** Available data follows **

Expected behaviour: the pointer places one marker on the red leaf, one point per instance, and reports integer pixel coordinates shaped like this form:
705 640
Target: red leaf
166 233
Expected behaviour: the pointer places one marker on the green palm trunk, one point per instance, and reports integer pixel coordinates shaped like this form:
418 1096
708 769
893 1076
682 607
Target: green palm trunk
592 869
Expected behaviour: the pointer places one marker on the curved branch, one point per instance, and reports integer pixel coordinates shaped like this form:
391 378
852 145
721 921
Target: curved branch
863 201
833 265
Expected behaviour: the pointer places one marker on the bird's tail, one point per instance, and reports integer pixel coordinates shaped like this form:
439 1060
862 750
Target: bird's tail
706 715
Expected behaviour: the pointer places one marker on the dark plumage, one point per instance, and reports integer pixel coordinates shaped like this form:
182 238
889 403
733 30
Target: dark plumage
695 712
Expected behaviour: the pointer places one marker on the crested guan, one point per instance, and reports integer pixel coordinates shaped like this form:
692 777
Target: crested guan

** End of Available data **

_Problem statement_
Please copy all lines of the listing in which the string "guan" occurs.

_Solved exercise_
Expected behaviour: the pointer places one marker on the crested guan, one point per instance, and reports integer pixel coordinates shaped like this form:
Target: crested guan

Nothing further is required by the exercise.